## WRITTEN TASK
Would you copy only the lines below, beginning with the one that contains "tree in the photo above." and running through the last entry line?

## SUPPLIED RECORDS

==========

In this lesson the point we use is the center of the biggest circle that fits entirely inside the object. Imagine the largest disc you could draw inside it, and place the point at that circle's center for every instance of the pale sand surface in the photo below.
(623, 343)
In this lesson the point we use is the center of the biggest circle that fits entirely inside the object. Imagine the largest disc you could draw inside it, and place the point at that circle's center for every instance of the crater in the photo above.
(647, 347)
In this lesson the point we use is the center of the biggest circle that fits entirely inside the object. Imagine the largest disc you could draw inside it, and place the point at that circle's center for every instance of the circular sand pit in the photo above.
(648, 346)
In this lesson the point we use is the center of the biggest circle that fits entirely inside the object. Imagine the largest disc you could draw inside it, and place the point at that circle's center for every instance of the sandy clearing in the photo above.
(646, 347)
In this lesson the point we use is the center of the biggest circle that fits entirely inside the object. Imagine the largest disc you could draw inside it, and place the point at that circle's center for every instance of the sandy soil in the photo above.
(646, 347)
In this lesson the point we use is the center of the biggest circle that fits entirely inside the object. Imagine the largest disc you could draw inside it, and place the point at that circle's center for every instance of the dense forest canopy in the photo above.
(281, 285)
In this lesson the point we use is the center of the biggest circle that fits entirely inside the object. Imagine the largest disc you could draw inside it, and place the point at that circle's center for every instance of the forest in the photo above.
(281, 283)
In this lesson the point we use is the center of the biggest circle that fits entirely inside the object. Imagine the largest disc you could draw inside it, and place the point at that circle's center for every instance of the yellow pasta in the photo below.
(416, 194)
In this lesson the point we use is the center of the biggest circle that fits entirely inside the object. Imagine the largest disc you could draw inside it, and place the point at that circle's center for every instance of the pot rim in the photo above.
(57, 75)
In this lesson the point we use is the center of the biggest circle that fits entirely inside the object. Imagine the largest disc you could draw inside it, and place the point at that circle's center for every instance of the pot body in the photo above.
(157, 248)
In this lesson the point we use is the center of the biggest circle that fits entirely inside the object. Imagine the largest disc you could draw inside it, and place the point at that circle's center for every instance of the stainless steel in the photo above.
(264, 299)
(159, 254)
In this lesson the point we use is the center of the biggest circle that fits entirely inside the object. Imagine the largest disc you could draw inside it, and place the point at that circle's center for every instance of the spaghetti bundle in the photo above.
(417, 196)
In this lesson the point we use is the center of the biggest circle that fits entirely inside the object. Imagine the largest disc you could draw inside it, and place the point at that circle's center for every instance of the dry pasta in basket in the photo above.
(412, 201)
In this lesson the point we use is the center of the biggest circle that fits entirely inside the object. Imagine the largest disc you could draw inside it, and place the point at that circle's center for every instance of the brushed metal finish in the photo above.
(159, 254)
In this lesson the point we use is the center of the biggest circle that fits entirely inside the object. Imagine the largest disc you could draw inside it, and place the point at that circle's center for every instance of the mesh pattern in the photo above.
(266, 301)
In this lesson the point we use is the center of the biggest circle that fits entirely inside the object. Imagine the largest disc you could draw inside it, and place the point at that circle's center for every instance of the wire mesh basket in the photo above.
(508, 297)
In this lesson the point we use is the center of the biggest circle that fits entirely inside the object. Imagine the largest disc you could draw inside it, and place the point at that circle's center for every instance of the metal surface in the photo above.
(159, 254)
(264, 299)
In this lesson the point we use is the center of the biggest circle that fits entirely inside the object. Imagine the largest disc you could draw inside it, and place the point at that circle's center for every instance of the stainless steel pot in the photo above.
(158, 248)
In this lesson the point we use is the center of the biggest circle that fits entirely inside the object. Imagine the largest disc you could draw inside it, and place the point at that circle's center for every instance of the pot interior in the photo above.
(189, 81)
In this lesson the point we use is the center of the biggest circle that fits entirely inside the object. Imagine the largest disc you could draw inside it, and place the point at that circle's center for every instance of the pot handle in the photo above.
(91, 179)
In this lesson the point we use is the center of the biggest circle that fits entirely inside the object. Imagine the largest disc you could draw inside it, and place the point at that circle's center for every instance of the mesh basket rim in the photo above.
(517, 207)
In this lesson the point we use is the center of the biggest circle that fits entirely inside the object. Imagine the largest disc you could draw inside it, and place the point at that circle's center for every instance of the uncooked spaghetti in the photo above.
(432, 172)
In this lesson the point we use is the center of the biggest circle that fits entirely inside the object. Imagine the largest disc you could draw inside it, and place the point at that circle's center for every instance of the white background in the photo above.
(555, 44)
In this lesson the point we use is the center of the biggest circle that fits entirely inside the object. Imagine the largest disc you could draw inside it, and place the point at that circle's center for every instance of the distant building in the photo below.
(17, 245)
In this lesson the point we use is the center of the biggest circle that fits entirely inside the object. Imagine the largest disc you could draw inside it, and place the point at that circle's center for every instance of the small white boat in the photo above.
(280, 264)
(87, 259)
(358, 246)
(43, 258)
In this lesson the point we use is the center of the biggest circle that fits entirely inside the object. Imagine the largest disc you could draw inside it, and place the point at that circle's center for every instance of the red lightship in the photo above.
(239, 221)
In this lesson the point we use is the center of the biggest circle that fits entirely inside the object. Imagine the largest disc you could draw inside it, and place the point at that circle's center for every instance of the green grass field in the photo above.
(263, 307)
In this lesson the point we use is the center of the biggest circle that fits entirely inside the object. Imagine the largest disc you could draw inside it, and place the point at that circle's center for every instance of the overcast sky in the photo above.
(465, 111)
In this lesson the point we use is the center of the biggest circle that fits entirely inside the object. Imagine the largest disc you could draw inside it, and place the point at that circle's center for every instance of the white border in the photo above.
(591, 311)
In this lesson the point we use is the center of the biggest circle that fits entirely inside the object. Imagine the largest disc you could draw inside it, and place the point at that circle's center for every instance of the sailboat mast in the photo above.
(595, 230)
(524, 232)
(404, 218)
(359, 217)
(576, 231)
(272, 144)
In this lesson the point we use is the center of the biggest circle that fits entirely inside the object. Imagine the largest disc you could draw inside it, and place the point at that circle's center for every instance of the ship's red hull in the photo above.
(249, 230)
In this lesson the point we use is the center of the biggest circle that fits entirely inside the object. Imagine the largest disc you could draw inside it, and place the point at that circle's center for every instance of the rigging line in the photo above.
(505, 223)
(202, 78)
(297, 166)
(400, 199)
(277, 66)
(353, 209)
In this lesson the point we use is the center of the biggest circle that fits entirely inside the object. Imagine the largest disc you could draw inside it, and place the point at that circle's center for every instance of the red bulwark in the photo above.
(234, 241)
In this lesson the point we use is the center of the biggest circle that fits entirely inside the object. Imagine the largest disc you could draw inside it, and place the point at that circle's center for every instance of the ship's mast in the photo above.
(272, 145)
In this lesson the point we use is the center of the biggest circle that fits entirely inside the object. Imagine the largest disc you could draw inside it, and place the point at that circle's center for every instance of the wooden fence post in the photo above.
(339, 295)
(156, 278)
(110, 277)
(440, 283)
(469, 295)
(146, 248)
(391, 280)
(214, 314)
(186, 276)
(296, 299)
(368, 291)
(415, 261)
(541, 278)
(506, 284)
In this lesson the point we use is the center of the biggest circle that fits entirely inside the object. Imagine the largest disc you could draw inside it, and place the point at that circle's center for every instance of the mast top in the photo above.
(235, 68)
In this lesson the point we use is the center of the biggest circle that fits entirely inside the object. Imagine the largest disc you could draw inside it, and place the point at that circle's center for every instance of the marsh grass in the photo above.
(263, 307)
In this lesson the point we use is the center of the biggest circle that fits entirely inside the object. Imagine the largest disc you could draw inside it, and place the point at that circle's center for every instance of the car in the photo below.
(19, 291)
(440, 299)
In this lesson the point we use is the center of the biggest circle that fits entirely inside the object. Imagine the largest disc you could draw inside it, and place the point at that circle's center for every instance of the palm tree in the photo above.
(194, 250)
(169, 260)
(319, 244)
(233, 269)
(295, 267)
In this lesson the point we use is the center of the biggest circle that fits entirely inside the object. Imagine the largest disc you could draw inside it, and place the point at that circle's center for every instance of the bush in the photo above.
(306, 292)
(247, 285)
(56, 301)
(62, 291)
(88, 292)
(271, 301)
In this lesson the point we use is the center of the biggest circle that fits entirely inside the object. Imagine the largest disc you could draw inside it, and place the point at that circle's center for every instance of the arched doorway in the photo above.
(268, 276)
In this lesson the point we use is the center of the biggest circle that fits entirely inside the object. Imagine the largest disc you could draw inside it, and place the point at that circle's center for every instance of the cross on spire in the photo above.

==========

## COMPLETE ANSWER
In this lesson the point we use is the center of the biggest circle that fits entirely inside the object. Imagine the largest disc you could draw inside it, and place the point at that circle's center for every instance of the palm tree in the photo above.
(194, 250)
(169, 260)
(319, 244)
(233, 269)
(295, 267)
In this lesson the point we use is the center of the biggest circle that fits entirely inside the object. Imagine the largest disc you could draw inside it, and place the point at that circle's center for every instance of the bush in the photo above.
(306, 292)
(247, 285)
(56, 301)
(62, 291)
(88, 292)
(271, 301)
In this lesson the point we use is the center of the biggest circle that fits entirely inside the object. Imagine the largest disc you could draw inside it, and place the point at that circle's center for every instance of the arched doorway in the photo above.
(268, 276)
In this lesson the point we use is the center of the biggest circle that fits entirely inside the object. Imagine the largest disc you could draw inside it, and place the point at that circle's center for every instance of the cross on spire in the photo above.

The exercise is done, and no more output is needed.